Record excerpts Block Start

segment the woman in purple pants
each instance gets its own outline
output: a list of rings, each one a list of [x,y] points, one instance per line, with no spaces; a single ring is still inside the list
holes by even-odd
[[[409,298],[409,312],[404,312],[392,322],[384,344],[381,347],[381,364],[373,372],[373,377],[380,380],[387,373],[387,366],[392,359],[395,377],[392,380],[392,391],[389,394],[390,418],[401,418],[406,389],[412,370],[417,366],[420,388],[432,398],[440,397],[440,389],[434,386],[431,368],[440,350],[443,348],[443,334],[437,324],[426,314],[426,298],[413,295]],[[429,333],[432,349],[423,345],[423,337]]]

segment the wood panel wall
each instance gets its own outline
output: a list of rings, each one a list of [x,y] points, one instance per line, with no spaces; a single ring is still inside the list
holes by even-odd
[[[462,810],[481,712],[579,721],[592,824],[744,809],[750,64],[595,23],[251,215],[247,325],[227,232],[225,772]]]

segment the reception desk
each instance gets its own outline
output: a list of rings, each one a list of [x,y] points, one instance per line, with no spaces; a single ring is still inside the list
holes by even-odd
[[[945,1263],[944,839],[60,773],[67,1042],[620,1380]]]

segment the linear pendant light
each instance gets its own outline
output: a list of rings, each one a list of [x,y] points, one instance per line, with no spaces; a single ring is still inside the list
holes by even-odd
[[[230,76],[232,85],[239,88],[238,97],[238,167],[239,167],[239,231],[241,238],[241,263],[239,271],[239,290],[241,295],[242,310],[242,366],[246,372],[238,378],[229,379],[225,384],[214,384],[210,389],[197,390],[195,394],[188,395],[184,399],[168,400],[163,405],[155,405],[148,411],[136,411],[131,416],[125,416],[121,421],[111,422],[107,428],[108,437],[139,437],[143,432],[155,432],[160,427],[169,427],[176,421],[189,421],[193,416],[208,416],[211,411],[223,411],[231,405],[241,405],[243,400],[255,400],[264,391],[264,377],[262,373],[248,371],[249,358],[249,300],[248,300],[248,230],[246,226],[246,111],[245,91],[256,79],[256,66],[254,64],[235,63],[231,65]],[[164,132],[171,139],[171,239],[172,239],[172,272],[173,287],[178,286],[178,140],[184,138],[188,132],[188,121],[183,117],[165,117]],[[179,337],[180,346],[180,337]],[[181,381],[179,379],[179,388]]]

Record excerpts Block End

Pull out all lines containing the word "segment" from the entries above.

segment the woman in purple pants
segment the wood panel wall
segment the reception desk
segment the linear pendant light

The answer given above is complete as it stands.